Write the listing below out again exactly, dropping the images.

((

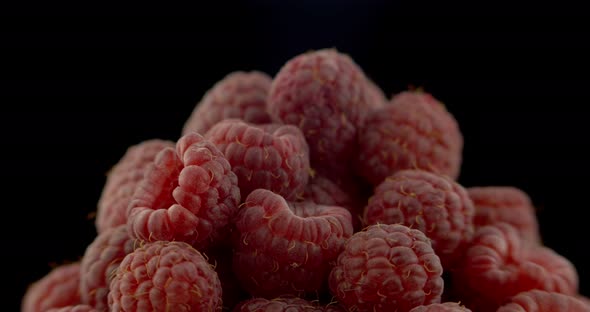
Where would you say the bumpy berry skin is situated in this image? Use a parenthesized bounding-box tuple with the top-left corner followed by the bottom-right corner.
(232, 189, 353, 298)
(496, 290, 588, 312)
(357, 91, 463, 186)
(268, 49, 371, 181)
(364, 78, 387, 110)
(80, 226, 135, 311)
(127, 132, 240, 250)
(363, 170, 475, 268)
(232, 297, 324, 312)
(22, 262, 82, 312)
(467, 186, 541, 244)
(47, 305, 97, 312)
(205, 119, 310, 201)
(329, 224, 444, 312)
(183, 71, 272, 135)
(453, 223, 578, 312)
(409, 302, 472, 312)
(96, 139, 174, 234)
(108, 241, 222, 312)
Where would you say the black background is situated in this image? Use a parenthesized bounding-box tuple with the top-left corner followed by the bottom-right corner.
(3, 1, 590, 310)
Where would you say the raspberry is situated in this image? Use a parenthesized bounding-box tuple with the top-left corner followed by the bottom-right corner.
(205, 119, 310, 200)
(232, 189, 353, 298)
(96, 139, 174, 234)
(233, 297, 323, 312)
(357, 91, 463, 186)
(127, 132, 241, 249)
(268, 49, 371, 181)
(467, 186, 541, 244)
(409, 302, 472, 312)
(47, 305, 97, 312)
(363, 170, 475, 268)
(496, 290, 588, 312)
(364, 77, 387, 110)
(452, 223, 578, 312)
(22, 262, 81, 312)
(183, 71, 272, 135)
(329, 224, 444, 312)
(108, 241, 222, 312)
(80, 225, 135, 311)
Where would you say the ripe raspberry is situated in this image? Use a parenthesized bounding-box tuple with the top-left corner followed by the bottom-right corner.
(268, 49, 371, 180)
(96, 139, 174, 234)
(496, 290, 588, 312)
(127, 132, 240, 249)
(80, 225, 135, 311)
(108, 241, 222, 312)
(205, 119, 310, 200)
(467, 186, 541, 244)
(183, 71, 272, 135)
(409, 302, 472, 312)
(357, 91, 463, 186)
(363, 170, 475, 268)
(22, 262, 81, 312)
(232, 189, 353, 298)
(329, 224, 444, 312)
(364, 77, 387, 110)
(452, 223, 578, 312)
(47, 305, 97, 312)
(233, 297, 323, 312)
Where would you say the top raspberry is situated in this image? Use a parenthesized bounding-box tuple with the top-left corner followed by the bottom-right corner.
(183, 71, 272, 135)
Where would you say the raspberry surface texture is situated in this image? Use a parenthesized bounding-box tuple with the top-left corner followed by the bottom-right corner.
(452, 223, 578, 312)
(267, 48, 371, 181)
(357, 91, 463, 185)
(205, 119, 310, 200)
(127, 132, 240, 249)
(22, 262, 82, 312)
(364, 77, 387, 110)
(363, 170, 474, 267)
(409, 302, 472, 312)
(496, 290, 588, 312)
(232, 297, 324, 312)
(467, 186, 541, 244)
(232, 189, 353, 298)
(96, 139, 174, 234)
(183, 71, 272, 135)
(80, 225, 135, 311)
(329, 224, 444, 312)
(46, 305, 98, 312)
(108, 241, 222, 312)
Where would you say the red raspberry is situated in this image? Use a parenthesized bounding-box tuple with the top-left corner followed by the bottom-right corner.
(329, 224, 444, 312)
(452, 223, 578, 312)
(409, 302, 472, 312)
(363, 170, 475, 268)
(108, 241, 222, 312)
(22, 262, 81, 312)
(496, 290, 588, 312)
(80, 225, 135, 311)
(47, 305, 97, 312)
(357, 91, 463, 186)
(232, 189, 353, 298)
(96, 139, 174, 234)
(467, 186, 541, 244)
(233, 297, 323, 312)
(268, 49, 371, 181)
(127, 132, 240, 249)
(364, 77, 387, 110)
(183, 71, 272, 135)
(205, 119, 310, 200)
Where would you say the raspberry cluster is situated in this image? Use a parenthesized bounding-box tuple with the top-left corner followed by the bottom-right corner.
(23, 49, 587, 312)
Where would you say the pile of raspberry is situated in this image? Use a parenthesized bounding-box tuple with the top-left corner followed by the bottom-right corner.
(22, 49, 589, 312)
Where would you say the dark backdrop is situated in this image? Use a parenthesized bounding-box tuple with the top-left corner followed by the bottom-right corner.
(3, 2, 590, 310)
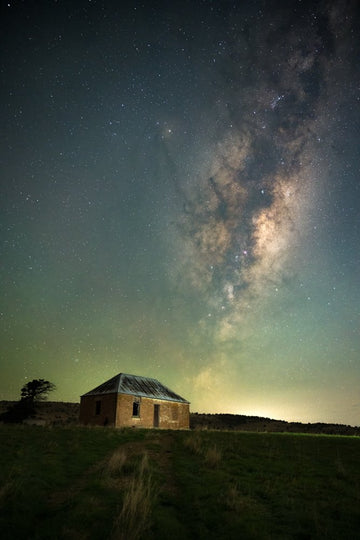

))

Answer box:
Where would you say the bumpy berry skin is situated in this image? Use a parenthesized bounding-box tuple with the top-left corner followed by the bottom-right corner.
(232, 189, 353, 298)
(496, 290, 588, 312)
(357, 91, 463, 186)
(268, 49, 371, 181)
(364, 78, 387, 110)
(80, 226, 135, 311)
(127, 132, 240, 250)
(363, 170, 475, 268)
(232, 297, 324, 312)
(22, 262, 82, 312)
(467, 186, 541, 244)
(47, 305, 97, 312)
(205, 119, 310, 201)
(329, 224, 444, 312)
(183, 71, 272, 135)
(453, 223, 578, 312)
(409, 302, 472, 312)
(96, 139, 174, 234)
(108, 241, 222, 312)
Where would you say the black background is situated in this image? Use a parenthesized bounding-box tuple with the top-left corner followed by the bottom-right corner.
(3, 1, 590, 310)
Where would you say the raspberry is situated in this image? Use a parenthesized bounding-box tuple with the top-left corner followed by the bottom-right corner.
(205, 119, 310, 200)
(232, 189, 353, 298)
(96, 139, 174, 234)
(233, 297, 323, 312)
(357, 91, 463, 186)
(127, 132, 241, 249)
(268, 49, 371, 181)
(467, 186, 541, 244)
(409, 302, 472, 312)
(47, 305, 97, 312)
(363, 170, 475, 268)
(496, 290, 588, 312)
(364, 77, 387, 110)
(452, 223, 578, 312)
(22, 262, 81, 312)
(183, 71, 272, 135)
(329, 224, 444, 312)
(108, 241, 222, 312)
(80, 225, 135, 311)
Where would you say the ripe raspberry is situated in this image? Use a parenthesized bounding-box tuple with the top-left corner followed by the bottom-right corner.
(268, 49, 371, 180)
(96, 139, 174, 234)
(496, 290, 588, 312)
(127, 132, 240, 249)
(80, 225, 135, 311)
(108, 241, 222, 312)
(205, 119, 310, 200)
(467, 186, 541, 244)
(183, 71, 272, 135)
(409, 302, 472, 312)
(357, 91, 463, 186)
(363, 170, 475, 268)
(22, 262, 81, 312)
(232, 189, 353, 298)
(329, 224, 444, 312)
(364, 77, 387, 110)
(452, 223, 578, 312)
(47, 305, 97, 312)
(233, 297, 323, 312)
Where would you say the top raspberry is situated in this image? Use a parenthesized bounding-box tuple with the top-left corner followed by the bottom-right corner.
(183, 71, 272, 135)
Where would you say the raspberry surface texture is situated in this image? Use a parenthesized bounding-box tuple with the top-left corner followed by the bottom-right corner.
(452, 223, 578, 312)
(267, 48, 371, 181)
(357, 91, 463, 185)
(205, 119, 310, 200)
(127, 132, 240, 249)
(22, 262, 82, 312)
(364, 77, 387, 110)
(363, 170, 474, 267)
(409, 302, 472, 312)
(496, 290, 588, 312)
(232, 297, 324, 312)
(467, 186, 541, 244)
(232, 189, 353, 298)
(96, 139, 174, 234)
(183, 71, 272, 135)
(80, 225, 135, 311)
(329, 224, 444, 312)
(46, 305, 98, 312)
(108, 241, 222, 312)
Where would you say the red raspberry is situated in this image? Use a parenthesized bounding-box tuple with the top-left corner followed by the bottom-right corner.
(329, 224, 444, 312)
(452, 223, 578, 312)
(409, 302, 472, 312)
(363, 170, 475, 268)
(108, 241, 222, 312)
(22, 262, 81, 312)
(496, 290, 588, 312)
(80, 225, 135, 311)
(47, 305, 97, 312)
(357, 91, 463, 186)
(232, 189, 353, 298)
(96, 139, 174, 234)
(467, 186, 541, 244)
(233, 297, 323, 312)
(268, 49, 371, 181)
(127, 132, 240, 249)
(364, 77, 387, 110)
(183, 71, 272, 135)
(205, 119, 310, 200)
Where would you say the raspberry cluster is situated in this image? Use a parenthesized bounding-box tuple with the top-left corner followed by the bottom-right corner.
(23, 49, 587, 312)
Where would you say the pile of raspberry is situated in this image? Use a parenthesized bounding-box tuple with the top-left corner followed by the bottom-right corner.
(22, 49, 589, 312)
Where would you say the dark backdrop is situated in this image? Use a parenthesized bounding-box tuple with the top-left corner followed by the bottom-right corner.
(3, 2, 590, 310)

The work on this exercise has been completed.